◆ **WHAT TO PRODUCE**
Pick out and copy every line in the material below that contains the word "tower". Treat uppercase and lowercase as different.

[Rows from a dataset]
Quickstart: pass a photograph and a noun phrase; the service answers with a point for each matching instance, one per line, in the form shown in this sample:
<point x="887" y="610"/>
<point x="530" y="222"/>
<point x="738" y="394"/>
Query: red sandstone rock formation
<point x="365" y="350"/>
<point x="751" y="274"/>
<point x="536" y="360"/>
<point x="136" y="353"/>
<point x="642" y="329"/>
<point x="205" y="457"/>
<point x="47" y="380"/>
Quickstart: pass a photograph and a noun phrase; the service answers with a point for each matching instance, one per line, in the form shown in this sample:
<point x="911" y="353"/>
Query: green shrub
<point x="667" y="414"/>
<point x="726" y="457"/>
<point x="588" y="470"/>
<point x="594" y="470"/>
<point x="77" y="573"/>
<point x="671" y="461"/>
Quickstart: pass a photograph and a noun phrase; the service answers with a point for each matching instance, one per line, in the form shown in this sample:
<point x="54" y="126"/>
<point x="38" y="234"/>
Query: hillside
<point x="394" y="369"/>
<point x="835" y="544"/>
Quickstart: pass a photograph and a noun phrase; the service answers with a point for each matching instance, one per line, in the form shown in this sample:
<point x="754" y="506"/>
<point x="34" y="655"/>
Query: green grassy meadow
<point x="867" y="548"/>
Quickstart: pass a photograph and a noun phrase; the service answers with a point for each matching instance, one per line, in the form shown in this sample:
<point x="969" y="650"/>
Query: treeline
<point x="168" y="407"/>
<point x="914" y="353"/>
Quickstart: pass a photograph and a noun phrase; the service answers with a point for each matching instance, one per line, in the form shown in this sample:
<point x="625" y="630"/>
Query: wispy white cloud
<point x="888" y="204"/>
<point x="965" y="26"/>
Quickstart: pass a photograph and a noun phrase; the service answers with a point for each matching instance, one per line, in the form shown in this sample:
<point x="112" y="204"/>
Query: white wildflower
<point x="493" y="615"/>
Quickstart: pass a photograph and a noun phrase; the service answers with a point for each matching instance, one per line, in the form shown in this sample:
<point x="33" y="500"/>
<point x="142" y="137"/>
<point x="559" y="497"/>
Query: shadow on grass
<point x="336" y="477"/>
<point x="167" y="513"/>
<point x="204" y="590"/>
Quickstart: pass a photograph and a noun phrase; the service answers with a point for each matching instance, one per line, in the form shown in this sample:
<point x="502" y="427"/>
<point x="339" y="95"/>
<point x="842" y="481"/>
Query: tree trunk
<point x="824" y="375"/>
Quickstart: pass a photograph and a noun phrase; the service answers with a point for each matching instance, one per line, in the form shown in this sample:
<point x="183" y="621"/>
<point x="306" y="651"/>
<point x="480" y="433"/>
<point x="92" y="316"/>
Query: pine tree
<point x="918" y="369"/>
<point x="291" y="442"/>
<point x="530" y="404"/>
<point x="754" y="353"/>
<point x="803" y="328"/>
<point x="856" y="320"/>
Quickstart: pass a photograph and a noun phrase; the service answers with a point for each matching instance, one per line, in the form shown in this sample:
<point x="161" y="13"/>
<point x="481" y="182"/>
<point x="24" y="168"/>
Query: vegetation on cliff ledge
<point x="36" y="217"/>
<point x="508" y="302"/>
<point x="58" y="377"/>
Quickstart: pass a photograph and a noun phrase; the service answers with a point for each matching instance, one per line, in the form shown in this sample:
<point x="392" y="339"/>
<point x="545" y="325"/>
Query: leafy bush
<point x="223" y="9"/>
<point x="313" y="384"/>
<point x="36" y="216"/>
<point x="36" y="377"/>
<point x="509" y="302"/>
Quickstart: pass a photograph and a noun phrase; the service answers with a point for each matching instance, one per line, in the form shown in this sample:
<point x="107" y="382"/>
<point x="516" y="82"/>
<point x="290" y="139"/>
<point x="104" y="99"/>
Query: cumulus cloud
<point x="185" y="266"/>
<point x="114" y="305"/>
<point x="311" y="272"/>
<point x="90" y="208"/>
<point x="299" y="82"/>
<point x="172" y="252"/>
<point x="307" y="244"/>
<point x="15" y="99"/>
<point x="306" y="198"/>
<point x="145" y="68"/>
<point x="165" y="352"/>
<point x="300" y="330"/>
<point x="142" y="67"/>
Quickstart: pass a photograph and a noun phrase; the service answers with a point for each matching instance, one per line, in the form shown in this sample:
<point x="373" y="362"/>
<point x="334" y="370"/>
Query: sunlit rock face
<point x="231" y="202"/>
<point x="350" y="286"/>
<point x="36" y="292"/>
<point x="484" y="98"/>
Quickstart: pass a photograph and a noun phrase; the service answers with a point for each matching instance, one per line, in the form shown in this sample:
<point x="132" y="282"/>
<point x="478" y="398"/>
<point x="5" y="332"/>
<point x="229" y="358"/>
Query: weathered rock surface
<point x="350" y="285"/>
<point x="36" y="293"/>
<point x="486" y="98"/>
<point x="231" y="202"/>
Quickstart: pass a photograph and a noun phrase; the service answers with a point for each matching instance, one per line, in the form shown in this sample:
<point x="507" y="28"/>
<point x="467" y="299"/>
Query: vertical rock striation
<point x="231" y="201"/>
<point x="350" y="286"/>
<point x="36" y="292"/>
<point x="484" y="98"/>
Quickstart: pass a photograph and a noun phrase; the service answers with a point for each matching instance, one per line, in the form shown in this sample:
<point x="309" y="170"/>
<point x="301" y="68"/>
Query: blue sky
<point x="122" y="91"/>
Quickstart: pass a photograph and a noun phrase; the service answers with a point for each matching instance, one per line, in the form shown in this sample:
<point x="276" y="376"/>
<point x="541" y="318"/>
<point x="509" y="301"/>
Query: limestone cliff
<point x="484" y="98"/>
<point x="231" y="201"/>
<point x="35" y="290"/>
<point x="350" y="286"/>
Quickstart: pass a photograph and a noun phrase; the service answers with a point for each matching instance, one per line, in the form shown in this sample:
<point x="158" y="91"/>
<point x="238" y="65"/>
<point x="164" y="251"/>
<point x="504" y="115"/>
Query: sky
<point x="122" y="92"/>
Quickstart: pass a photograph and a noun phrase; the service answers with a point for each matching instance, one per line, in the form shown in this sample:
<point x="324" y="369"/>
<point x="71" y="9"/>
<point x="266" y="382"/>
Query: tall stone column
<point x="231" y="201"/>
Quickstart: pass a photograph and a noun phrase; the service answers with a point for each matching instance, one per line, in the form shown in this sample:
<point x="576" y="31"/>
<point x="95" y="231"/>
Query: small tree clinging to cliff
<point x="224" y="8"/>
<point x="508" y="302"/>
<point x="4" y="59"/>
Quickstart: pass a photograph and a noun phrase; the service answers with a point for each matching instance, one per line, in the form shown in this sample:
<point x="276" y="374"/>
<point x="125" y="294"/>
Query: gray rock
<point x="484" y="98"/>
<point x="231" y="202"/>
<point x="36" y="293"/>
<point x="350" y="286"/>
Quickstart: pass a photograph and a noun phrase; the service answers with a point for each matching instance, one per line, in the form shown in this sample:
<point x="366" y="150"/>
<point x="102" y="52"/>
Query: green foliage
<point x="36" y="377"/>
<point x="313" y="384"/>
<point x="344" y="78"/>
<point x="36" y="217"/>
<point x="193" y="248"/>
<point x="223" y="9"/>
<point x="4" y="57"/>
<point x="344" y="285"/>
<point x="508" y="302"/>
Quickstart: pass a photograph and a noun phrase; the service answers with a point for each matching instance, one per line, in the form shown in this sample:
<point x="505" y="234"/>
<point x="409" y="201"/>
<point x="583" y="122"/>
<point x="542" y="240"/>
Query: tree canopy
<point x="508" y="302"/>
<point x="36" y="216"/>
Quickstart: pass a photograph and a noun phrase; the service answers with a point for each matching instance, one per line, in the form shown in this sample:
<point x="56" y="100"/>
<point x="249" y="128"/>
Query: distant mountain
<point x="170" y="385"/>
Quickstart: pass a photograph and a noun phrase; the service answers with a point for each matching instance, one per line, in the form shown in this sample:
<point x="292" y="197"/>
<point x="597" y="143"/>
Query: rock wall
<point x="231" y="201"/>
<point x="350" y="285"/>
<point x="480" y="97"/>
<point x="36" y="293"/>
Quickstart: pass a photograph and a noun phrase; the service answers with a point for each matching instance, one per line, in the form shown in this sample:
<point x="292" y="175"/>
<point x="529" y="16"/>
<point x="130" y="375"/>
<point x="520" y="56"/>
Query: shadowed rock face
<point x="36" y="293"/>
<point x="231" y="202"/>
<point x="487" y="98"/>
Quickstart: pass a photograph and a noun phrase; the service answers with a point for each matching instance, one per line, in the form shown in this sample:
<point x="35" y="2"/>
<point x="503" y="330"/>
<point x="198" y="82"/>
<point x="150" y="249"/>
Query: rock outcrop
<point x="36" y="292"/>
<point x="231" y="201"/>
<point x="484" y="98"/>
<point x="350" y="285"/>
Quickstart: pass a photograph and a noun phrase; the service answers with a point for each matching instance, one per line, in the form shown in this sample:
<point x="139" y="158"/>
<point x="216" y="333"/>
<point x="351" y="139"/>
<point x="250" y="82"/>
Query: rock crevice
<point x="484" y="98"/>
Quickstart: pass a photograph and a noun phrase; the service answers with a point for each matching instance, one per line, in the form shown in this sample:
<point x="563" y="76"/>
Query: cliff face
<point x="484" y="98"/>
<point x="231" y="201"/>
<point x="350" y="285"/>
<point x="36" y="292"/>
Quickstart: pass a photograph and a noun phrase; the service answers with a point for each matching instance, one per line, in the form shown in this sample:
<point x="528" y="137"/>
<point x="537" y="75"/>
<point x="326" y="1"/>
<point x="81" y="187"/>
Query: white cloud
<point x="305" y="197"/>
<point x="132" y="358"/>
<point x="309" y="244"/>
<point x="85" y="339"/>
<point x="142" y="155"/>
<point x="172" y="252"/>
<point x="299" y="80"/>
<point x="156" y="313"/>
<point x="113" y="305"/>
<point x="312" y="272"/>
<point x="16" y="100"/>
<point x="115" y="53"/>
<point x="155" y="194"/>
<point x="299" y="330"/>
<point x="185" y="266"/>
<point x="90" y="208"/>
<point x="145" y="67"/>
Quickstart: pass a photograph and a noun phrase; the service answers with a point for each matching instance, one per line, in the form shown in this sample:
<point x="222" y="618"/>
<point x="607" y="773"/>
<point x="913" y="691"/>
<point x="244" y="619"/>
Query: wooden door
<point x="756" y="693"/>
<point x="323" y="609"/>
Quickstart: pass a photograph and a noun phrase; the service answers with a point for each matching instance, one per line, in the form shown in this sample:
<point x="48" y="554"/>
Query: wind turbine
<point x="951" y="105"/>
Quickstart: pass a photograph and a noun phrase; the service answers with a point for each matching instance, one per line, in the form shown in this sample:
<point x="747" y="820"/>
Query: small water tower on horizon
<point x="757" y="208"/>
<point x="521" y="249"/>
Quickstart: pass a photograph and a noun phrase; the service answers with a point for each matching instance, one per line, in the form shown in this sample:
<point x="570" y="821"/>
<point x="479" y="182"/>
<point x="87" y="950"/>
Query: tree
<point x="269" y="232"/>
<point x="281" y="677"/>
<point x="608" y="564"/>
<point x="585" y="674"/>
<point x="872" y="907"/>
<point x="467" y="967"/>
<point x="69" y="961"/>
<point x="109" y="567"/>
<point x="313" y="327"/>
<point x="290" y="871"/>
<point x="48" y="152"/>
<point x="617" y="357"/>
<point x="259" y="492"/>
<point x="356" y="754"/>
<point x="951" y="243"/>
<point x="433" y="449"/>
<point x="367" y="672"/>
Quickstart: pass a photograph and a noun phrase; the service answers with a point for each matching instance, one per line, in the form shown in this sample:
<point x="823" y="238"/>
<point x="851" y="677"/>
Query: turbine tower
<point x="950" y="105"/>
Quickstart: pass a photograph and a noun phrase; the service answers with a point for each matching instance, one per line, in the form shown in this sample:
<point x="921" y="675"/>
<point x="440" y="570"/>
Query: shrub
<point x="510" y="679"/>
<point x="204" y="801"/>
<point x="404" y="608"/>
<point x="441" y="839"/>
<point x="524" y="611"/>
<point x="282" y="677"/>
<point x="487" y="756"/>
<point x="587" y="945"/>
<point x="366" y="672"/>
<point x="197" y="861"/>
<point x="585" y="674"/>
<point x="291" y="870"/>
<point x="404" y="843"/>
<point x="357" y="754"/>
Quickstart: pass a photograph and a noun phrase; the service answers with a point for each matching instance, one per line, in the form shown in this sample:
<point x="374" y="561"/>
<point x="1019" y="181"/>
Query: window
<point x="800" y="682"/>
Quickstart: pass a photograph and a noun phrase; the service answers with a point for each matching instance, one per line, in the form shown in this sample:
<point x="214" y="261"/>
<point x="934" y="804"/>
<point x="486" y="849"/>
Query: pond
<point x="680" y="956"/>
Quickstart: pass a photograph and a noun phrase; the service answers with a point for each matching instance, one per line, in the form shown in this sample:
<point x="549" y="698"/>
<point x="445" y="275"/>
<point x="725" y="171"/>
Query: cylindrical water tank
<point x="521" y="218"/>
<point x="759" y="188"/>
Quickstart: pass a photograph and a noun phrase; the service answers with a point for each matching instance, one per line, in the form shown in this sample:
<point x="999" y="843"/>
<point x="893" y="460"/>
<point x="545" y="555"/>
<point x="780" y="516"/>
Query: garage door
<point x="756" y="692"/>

◆ **FINISHED ANSWER**
Query: small water tower on horizon
Query: turbine tower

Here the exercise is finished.